Отрывок
===============
Был период, когда В. Герасимова была замужем за А. Фадеевым. Фадеев любил выпить. С этой точки зрения она не одобряла его времяпрепровождение с А. Н. Толстым.

— С А.Н. вместе вы представляете собой глубоко национальное явление: гуляка-барин и гуляка-мужик. Я представляю себе такую картину: на балкон выходит А.Н., заспанный в халате, а внизу у балкона стоишь ты, знаешь, бывают такие тощие парни в посконных брючонках, в каких-нибудь опорках, но с чрезвычайно лихим видом.

— Ну как, Санька? — спрашивает А.Н.

— А как ваша милость?

— Спасибо. Как ваша?

— Да уж все будет, как следует, А.Н.! — говоришь ты, заливаясь тонким жеребячьим смехом. После этого вы пускаетесь на неделю в самые грязные похождения.

Александр Фадеев. Кон. 1930-х. Фото Е. Тихонова

* * *

На траурном митинге по А. М. Горькому бежим по лестнице Гладков [22] и я. Надо было выступать по радио, торопились не опоздать.

На лестнице Гладков оборачивается, видит, что это я, узнает и с совершенно сияющим лицом говорит:

— А урночка-то маленькая какая получилась?

И он показал руками, какая урна.

* * *

Мы сидели с Ардовым [23] на каком-то заседании (кажется, в 1938 или 1939 году).

Соболев сидел в берете. Ардов сказал:

— Знаешь, на кого похож Л.С. [24]? На повара.

Немного помолчав, добавил:

— А Фадеев похож на шофера. (Фадеев председательствовал.)
===============
(Строки данных)

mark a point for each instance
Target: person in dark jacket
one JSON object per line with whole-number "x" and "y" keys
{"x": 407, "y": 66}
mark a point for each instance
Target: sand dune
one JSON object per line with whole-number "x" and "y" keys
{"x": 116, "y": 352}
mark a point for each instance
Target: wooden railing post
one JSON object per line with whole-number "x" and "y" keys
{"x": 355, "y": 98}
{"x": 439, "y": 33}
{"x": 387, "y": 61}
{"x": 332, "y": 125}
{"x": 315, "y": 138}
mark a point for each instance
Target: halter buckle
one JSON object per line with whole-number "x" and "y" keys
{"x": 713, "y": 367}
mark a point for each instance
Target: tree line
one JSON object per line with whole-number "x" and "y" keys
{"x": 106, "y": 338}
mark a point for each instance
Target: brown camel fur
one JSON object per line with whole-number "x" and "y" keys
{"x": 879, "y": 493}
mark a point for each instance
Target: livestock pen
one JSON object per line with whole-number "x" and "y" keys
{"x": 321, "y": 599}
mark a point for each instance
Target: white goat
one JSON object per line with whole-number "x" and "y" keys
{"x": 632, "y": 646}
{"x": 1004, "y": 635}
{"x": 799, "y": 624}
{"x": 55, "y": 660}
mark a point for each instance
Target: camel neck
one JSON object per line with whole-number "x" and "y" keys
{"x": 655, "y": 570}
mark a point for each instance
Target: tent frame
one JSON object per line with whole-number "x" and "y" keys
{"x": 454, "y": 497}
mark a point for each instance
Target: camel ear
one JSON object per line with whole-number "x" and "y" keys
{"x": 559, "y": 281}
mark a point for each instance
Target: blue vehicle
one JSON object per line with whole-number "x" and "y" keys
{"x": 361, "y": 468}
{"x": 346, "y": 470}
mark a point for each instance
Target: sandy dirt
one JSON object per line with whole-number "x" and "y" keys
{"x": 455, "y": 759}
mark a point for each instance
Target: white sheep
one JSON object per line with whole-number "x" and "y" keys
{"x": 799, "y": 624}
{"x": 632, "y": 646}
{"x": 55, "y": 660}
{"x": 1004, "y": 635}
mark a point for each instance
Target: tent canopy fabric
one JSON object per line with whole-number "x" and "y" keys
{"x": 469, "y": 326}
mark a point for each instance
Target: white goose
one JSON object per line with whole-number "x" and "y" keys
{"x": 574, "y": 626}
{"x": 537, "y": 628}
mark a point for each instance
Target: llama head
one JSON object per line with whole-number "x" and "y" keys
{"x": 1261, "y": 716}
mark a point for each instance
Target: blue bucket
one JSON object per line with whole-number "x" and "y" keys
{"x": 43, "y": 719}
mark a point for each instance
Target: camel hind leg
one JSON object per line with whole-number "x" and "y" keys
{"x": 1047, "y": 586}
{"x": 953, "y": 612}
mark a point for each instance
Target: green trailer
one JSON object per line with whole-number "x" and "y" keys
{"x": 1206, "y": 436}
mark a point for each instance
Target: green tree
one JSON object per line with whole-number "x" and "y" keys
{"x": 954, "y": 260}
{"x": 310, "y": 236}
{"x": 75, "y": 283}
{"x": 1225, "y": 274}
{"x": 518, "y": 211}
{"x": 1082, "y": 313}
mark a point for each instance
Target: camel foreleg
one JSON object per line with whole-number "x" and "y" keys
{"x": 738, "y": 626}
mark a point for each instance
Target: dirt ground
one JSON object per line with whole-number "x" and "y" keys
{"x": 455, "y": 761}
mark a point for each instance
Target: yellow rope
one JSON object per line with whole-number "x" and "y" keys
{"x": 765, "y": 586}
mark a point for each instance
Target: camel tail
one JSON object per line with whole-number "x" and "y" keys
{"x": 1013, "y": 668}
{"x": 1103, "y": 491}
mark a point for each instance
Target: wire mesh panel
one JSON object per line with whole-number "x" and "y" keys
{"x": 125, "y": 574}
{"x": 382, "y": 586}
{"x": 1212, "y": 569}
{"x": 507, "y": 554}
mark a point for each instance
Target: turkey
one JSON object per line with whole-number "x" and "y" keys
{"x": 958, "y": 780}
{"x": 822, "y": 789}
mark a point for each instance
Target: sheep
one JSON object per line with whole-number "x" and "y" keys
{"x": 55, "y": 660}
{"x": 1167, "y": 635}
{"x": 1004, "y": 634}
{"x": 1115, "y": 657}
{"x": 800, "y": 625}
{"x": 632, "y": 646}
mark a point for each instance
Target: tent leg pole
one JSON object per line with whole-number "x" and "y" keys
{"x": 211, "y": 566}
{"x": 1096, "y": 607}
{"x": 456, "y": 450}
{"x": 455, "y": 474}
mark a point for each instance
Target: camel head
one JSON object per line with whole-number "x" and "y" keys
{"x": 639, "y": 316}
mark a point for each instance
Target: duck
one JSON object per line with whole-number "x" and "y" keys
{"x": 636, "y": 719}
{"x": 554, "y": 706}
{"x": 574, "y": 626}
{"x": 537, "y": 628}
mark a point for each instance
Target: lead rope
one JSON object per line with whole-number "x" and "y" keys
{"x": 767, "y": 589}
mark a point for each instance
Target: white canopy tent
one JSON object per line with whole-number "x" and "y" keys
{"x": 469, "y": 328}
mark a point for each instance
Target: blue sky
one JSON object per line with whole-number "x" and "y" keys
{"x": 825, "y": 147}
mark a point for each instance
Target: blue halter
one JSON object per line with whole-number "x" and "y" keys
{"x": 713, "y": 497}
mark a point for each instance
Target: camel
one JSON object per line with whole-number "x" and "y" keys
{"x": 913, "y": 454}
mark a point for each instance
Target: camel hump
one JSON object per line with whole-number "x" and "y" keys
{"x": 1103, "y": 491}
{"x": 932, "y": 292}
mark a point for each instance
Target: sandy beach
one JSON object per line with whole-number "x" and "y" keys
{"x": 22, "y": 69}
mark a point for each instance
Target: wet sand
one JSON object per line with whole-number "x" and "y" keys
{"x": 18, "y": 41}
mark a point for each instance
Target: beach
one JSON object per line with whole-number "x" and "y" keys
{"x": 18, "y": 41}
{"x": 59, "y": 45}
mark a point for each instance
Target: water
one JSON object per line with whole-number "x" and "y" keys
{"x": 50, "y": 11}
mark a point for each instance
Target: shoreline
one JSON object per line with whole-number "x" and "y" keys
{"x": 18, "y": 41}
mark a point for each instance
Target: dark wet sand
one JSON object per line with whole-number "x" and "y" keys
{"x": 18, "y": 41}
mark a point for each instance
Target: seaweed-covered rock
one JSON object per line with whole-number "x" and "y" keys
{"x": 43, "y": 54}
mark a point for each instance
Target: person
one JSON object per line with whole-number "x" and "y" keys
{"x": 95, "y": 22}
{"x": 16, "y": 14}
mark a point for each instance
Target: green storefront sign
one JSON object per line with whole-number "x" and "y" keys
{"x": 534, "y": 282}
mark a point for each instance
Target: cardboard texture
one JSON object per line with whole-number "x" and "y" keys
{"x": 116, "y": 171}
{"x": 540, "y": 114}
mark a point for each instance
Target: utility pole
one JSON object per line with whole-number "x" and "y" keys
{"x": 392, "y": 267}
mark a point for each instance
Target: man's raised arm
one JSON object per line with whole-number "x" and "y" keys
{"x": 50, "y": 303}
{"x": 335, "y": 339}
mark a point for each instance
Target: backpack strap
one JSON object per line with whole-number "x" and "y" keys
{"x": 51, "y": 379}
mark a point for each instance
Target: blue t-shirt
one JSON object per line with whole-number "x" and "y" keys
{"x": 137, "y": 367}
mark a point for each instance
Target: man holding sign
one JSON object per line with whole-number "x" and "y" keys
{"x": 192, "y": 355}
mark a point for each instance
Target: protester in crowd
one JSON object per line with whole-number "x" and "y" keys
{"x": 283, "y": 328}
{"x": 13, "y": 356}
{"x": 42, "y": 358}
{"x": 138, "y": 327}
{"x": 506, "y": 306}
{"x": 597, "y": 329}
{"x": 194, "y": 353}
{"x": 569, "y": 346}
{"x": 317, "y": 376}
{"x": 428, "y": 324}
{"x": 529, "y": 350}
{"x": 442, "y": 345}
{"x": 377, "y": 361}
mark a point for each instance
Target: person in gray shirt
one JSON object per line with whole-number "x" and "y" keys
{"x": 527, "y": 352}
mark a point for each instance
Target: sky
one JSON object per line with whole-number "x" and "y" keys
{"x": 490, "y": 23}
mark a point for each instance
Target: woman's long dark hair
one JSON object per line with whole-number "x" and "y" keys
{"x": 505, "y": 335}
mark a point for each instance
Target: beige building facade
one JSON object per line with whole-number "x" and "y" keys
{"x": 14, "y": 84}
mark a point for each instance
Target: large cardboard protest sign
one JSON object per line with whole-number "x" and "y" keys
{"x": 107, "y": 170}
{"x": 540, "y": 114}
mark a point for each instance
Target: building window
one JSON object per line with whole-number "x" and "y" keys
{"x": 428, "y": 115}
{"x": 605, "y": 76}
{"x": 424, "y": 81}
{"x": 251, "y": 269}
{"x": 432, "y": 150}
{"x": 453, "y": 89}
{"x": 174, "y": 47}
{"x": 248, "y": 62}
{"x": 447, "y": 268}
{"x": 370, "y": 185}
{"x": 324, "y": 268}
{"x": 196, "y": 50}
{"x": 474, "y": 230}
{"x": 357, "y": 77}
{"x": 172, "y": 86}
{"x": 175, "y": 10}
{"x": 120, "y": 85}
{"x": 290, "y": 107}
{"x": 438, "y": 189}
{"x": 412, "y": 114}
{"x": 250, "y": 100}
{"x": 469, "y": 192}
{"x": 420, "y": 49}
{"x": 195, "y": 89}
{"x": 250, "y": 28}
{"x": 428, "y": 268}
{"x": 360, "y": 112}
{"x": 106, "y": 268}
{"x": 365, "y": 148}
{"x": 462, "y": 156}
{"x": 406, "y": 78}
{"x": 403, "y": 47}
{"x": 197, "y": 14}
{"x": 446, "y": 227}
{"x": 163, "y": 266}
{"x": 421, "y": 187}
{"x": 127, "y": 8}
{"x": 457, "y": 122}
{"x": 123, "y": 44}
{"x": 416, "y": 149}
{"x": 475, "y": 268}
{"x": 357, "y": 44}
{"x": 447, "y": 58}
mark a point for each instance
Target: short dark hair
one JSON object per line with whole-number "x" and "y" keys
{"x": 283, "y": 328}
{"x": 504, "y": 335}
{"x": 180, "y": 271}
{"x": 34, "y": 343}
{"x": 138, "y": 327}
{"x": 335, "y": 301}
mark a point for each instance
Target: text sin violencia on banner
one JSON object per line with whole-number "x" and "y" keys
===============
На кого, по словам Ардова в отрывке, похож Фадеев? Эти пункты — самостоятельный материал, с отрывком они не связаны.

На шофера.